◆ The task ◆
Find and copy every line in the records that includes the string "light".

(Dataset entries)
§ §

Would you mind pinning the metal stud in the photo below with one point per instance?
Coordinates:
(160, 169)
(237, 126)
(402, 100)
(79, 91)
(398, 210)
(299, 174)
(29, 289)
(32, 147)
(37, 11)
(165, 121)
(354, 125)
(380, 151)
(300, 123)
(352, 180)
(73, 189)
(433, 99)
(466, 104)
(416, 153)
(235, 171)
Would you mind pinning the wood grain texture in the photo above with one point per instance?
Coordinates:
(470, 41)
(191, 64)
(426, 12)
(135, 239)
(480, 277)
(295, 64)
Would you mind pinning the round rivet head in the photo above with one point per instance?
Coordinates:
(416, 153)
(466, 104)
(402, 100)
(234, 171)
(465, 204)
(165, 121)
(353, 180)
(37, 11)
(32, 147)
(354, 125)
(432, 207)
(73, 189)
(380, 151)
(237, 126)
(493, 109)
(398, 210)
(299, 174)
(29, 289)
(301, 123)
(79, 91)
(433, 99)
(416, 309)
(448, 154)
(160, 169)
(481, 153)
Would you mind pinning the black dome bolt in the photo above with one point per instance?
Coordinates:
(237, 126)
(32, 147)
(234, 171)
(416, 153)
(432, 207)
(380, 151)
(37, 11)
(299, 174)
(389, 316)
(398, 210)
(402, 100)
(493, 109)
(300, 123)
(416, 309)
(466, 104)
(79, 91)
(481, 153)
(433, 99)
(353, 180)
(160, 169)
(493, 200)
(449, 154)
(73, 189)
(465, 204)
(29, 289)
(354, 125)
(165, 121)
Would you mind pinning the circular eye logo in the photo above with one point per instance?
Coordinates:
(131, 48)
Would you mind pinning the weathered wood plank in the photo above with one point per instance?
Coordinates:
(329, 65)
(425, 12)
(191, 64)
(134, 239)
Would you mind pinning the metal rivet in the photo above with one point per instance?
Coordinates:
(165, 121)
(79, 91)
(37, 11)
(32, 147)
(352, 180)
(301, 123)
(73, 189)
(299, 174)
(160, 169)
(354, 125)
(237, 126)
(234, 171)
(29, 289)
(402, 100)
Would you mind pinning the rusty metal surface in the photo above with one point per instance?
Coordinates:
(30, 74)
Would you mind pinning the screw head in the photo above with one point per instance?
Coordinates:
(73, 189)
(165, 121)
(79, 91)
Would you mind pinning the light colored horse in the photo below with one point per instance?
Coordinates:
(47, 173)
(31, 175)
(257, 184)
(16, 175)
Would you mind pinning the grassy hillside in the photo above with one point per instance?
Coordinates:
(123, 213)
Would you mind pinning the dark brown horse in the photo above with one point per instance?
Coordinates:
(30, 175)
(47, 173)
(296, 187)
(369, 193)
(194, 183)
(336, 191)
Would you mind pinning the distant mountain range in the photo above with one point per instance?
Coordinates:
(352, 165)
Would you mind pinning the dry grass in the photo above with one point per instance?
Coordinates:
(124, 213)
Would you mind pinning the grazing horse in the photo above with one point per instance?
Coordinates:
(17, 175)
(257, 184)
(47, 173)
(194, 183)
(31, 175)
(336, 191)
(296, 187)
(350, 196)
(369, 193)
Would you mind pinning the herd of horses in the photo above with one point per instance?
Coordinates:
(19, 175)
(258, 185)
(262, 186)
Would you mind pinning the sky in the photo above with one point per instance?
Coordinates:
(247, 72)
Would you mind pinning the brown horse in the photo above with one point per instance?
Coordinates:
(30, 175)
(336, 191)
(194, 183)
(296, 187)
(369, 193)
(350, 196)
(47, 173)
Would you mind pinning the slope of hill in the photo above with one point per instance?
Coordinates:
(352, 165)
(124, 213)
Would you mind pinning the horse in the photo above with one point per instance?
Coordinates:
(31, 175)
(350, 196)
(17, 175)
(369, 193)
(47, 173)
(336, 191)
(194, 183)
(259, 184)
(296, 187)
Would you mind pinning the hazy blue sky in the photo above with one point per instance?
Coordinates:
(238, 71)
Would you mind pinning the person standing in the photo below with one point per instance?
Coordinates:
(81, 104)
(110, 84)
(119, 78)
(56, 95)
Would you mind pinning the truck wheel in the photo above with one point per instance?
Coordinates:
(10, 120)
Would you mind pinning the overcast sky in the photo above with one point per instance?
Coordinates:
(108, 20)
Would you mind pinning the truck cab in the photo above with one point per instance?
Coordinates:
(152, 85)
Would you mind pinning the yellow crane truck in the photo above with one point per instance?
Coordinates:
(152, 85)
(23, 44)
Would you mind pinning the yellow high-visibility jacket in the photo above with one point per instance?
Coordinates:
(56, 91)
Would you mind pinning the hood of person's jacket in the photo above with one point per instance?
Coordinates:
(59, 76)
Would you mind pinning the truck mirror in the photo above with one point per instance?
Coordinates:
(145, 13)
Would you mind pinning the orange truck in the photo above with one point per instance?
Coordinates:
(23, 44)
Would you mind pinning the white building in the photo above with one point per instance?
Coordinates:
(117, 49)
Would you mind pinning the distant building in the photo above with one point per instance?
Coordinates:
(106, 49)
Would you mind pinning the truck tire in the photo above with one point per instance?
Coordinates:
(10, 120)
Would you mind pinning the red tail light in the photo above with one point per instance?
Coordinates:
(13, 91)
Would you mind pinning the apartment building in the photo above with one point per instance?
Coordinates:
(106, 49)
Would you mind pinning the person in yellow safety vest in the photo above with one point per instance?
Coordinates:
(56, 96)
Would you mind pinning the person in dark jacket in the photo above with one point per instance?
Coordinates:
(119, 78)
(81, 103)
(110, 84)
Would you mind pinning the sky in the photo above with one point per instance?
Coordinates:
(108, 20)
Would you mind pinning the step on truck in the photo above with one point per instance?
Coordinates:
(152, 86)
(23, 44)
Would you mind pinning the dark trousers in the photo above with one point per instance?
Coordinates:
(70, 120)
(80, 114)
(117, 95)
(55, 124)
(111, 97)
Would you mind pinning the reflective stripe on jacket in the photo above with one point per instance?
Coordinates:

§ §

◆ Output below ◆
Would you mind pinning the light colored horse in the photo below with one point per instance?
Would you mind pinning the red tail light in the photo above with one point per instance?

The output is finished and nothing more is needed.